## SET PROBLEM
Please render the lines below as a Markdown table with a Row column numbering each line and a Line text column holding it, leaving out blank lines.

## RAW DATA
------------------------------
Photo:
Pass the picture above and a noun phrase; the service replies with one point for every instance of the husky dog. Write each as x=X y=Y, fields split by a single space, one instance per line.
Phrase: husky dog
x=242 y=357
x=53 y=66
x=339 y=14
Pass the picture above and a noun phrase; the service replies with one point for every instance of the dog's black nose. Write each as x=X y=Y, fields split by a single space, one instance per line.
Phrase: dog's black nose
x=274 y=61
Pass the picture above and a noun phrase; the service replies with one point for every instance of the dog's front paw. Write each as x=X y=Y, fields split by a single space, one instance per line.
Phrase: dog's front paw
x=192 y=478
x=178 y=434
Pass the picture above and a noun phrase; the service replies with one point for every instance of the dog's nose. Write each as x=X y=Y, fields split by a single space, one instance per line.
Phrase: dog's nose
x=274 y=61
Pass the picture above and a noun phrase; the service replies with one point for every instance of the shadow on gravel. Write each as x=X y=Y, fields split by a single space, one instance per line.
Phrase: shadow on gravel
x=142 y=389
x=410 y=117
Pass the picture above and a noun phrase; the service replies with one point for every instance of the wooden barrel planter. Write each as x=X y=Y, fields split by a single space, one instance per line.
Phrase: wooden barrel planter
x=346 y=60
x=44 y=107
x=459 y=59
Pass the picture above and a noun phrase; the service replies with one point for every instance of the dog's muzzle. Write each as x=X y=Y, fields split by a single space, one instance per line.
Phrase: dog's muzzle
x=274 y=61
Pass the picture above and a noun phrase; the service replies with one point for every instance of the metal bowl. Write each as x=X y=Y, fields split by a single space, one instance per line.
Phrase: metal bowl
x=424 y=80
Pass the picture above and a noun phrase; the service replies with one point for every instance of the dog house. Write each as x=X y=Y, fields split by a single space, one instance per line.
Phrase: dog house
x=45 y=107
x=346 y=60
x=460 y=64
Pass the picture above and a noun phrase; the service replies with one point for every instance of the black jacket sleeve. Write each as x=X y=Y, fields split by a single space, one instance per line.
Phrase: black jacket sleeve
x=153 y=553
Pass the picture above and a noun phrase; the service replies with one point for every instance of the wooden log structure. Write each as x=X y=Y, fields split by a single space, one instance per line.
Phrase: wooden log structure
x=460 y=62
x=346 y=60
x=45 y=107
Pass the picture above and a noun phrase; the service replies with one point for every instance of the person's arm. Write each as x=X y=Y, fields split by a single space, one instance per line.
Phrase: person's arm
------------------------------
## SOLVED EXERCISE
| Row | Line text |
|---|---|
| 1 | Photo: |
| 2 | Pass the picture above and a noun phrase; the service replies with one point for every instance of the husky dog. Write each as x=X y=Y, fields split by a single space, one instance per line. |
| 3 | Phrase: husky dog |
| 4 | x=242 y=357 |
| 5 | x=53 y=66 |
| 6 | x=339 y=14 |
| 7 | Pass the picture above and a noun phrase; the service replies with one point for every instance of the dog's black nose. Write each as x=X y=Y, fields split by a single space, one instance per line. |
| 8 | Phrase: dog's black nose |
| 9 | x=274 y=61 |
| 10 | Pass the picture above and a noun phrase; the service replies with one point for every instance of the dog's front paw. Write each as x=X y=Y, fields split by a single space, one instance per line. |
| 11 | Phrase: dog's front paw |
| 12 | x=192 y=478 |
| 13 | x=178 y=434 |
| 14 | Pass the picture above and a noun phrase; the service replies with one point for every instance of the dog's nose. Write each as x=X y=Y, fields split by a single space, one instance per line. |
| 15 | Phrase: dog's nose |
| 16 | x=274 y=61 |
| 17 | Pass the picture above and a noun phrase; the service replies with one point for every instance of the shadow on gravel. Write each as x=X y=Y, fields split by a single space, one instance per line. |
| 18 | Phrase: shadow on gravel |
| 19 | x=142 y=389 |
| 20 | x=410 y=117 |
| 21 | Pass the picture above and a noun phrase; the service replies with one point for every instance of the wooden barrel planter. Write each as x=X y=Y, fields split by a single space, one instance per line. |
| 22 | Phrase: wooden barrel planter |
| 23 | x=346 y=60 |
| 24 | x=44 y=107 |
| 25 | x=459 y=59 |
| 26 | Pass the picture above and a noun phrase; the service replies with one point for every instance of the dog's muzzle. Write each as x=X y=Y, fields split by a single space, one instance per line. |
| 27 | Phrase: dog's muzzle |
| 28 | x=274 y=61 |
| 29 | Pass the picture above and a noun phrase; the service replies with one point for every instance of the metal bowl. Write each as x=X y=Y, fields split by a single space, one instance per line. |
| 30 | Phrase: metal bowl |
| 31 | x=424 y=80 |
| 32 | Pass the picture above and a noun phrase; the service replies with one point for every instance of the dog house. Write each as x=X y=Y, fields split by a single space, one instance per line. |
| 33 | Phrase: dog house |
| 34 | x=45 y=107 |
| 35 | x=346 y=60 |
| 36 | x=460 y=64 |
| 37 | Pass the picture above and a noun phrase; the service replies with one point for every instance of the black jacket sleeve. Write each as x=X y=Y, fields split by a single space, one instance per line. |
| 38 | Phrase: black jacket sleeve |
| 39 | x=153 y=553 |
| 40 | Pass the picture above and a noun phrase; the service replies with one point for every instance of the wooden log structure. Write each as x=X y=Y, fields split by a single space, one instance per line. |
| 41 | Phrase: wooden log structure |
| 42 | x=460 y=62 |
| 43 | x=346 y=60 |
| 44 | x=45 y=107 |
| 45 | Pass the picture above and a noun phrase; the service replies with one point for every instance of the person's arm. Write each as x=X y=Y, fields split by a single space, one instance per line. |
| 46 | Phrase: person's arm |